**Work task**
In the listing below, how many lines contain the string "riding"? Reply with the number alone.

**Data records**
◇ ◇ ◇ ◇ ◇ ◇ ◇

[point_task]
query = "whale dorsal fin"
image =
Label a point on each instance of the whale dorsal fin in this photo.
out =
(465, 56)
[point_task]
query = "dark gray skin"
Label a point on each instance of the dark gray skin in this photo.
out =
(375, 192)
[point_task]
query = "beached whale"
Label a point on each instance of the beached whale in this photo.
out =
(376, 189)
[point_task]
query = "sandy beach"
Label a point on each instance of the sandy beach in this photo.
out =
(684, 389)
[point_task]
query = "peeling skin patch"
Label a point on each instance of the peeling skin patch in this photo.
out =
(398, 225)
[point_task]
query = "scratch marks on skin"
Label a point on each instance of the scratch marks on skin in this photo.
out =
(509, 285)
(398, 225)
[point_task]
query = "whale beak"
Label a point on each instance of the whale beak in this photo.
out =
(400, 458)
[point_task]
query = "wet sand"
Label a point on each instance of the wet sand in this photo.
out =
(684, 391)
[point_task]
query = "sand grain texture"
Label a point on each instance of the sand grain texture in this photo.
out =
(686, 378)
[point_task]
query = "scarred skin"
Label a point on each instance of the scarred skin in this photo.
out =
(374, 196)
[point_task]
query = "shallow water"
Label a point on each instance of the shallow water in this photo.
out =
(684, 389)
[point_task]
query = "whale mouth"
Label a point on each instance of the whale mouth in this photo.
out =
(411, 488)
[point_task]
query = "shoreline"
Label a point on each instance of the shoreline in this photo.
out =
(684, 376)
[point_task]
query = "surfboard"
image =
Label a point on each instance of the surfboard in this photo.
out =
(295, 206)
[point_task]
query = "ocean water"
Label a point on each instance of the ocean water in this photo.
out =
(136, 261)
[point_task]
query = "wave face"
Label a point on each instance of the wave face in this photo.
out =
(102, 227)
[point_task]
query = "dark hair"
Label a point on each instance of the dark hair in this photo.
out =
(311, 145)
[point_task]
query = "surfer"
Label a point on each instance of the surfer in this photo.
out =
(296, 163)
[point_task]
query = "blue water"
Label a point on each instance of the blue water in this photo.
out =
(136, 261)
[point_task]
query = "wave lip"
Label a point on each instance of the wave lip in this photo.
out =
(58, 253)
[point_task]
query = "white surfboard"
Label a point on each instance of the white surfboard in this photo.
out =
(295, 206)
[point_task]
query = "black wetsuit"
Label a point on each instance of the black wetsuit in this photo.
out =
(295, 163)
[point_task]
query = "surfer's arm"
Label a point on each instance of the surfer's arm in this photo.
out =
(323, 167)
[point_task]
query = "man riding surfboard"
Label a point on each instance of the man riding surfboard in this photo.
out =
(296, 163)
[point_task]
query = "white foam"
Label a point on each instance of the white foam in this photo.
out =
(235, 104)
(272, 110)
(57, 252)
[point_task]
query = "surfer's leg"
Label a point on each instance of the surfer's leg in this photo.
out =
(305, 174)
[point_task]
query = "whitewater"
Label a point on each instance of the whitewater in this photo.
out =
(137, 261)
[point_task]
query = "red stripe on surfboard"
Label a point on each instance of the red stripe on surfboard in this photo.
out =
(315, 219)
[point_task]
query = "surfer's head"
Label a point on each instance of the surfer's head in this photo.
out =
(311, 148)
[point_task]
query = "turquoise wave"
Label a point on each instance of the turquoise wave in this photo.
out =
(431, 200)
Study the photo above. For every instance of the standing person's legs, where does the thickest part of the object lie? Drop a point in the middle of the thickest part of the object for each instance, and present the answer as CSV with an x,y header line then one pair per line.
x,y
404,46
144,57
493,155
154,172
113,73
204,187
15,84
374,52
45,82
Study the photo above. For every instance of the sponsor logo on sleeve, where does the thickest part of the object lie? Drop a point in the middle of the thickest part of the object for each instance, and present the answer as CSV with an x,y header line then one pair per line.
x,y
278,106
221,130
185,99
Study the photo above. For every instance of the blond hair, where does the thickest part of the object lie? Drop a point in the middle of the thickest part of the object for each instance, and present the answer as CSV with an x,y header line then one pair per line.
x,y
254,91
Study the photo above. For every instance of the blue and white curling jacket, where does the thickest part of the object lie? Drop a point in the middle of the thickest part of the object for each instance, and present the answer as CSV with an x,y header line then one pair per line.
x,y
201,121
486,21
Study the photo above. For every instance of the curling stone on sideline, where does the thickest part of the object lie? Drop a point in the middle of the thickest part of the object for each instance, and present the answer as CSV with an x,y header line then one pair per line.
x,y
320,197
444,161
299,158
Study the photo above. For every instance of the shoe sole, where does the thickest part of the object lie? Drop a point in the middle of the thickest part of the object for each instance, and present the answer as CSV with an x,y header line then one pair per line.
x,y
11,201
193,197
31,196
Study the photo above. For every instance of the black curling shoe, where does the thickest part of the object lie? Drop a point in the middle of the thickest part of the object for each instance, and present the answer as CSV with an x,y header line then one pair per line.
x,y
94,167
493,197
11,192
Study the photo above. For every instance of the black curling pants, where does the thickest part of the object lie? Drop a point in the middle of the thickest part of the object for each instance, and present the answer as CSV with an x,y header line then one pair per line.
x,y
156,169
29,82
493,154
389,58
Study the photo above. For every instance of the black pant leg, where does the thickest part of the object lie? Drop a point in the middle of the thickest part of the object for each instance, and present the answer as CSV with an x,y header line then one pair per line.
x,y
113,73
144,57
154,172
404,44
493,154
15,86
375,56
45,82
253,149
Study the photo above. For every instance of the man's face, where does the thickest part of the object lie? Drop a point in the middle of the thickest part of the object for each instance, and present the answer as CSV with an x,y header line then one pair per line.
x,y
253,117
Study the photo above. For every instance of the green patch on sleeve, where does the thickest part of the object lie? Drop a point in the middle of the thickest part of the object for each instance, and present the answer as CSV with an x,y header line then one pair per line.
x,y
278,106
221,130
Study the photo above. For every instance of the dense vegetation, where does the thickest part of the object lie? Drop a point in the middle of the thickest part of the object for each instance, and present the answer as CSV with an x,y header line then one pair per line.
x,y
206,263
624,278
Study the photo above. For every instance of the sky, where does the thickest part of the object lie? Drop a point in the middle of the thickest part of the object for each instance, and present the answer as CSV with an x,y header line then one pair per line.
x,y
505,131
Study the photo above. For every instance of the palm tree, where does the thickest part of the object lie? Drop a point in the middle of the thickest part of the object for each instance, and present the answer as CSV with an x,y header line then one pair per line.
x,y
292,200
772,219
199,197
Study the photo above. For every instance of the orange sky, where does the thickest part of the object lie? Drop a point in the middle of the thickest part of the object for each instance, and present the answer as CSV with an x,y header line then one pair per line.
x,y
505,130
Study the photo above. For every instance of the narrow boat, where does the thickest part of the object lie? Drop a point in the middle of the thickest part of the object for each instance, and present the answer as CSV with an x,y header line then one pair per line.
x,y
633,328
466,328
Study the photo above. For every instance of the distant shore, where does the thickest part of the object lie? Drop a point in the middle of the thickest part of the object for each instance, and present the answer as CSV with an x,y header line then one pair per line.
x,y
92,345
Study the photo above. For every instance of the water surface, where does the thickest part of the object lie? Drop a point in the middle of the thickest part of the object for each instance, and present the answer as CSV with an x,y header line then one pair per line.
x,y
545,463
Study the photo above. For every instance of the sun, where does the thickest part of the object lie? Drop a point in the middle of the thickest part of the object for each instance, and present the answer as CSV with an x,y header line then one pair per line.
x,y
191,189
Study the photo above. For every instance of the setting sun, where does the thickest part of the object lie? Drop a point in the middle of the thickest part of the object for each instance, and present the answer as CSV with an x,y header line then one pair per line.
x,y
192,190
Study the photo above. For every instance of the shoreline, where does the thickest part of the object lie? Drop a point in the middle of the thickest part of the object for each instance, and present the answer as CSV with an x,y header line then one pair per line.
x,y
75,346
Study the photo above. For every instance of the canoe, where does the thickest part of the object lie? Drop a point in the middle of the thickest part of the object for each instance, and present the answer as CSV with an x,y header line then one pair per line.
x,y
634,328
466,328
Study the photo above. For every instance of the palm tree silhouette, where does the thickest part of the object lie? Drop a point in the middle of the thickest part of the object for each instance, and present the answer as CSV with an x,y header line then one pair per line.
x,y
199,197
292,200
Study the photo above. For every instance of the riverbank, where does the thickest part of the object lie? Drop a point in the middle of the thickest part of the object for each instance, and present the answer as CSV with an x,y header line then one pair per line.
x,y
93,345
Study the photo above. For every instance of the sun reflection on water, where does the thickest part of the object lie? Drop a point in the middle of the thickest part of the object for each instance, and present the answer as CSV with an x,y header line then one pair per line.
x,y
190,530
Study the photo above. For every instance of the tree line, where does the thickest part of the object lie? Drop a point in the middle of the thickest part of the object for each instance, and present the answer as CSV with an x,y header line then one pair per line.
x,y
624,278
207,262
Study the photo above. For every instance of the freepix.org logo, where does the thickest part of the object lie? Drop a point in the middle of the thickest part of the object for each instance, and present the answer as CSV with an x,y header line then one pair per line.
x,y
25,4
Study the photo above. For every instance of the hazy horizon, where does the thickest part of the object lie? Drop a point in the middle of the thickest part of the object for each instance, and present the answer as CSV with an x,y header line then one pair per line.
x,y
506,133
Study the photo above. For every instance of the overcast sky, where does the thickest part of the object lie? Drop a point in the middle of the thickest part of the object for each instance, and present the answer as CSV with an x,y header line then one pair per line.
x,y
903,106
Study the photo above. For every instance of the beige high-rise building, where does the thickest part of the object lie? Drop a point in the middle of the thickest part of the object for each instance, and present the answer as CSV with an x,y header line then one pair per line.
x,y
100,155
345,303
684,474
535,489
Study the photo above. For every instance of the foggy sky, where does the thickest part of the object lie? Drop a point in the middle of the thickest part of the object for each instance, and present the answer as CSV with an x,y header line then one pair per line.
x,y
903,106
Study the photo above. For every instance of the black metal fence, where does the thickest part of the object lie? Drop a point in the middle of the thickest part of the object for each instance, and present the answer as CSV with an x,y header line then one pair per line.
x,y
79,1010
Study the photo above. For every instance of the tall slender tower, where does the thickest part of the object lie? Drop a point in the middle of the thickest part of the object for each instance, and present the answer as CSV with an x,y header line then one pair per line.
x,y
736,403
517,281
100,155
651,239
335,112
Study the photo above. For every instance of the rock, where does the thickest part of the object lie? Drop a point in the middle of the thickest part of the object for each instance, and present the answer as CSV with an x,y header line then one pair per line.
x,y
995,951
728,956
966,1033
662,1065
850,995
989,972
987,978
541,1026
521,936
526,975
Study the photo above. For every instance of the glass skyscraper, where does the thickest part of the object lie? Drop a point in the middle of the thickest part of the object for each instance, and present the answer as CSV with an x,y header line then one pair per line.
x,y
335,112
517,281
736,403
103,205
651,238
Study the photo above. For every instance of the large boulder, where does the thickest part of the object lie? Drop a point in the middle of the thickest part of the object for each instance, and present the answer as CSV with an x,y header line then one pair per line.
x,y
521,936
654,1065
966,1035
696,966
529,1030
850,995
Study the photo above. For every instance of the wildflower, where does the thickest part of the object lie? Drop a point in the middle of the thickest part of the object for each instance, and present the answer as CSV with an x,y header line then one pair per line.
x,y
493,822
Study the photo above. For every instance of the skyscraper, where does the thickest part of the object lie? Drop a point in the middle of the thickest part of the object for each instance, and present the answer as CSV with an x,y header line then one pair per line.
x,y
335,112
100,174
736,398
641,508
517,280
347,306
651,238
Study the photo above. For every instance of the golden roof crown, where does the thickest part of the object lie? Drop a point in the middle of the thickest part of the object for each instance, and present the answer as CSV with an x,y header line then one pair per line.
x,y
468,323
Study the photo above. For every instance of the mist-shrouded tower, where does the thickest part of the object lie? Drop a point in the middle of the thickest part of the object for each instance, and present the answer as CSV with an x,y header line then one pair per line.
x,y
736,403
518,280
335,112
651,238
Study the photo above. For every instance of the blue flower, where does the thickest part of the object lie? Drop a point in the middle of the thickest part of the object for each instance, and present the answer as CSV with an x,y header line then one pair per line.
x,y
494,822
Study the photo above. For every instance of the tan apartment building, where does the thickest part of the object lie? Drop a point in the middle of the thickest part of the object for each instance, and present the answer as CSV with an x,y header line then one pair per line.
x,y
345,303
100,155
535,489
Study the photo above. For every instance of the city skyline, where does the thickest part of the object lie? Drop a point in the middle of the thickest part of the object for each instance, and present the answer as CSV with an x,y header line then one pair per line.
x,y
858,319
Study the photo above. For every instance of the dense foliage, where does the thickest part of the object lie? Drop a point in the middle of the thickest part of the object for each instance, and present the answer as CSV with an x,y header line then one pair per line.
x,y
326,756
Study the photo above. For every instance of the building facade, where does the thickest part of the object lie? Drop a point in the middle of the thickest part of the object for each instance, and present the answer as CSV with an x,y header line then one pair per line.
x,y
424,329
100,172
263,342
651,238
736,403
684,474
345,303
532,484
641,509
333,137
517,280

◇ ◇ ◇ ◇ ◇ ◇ ◇

**Response area**
2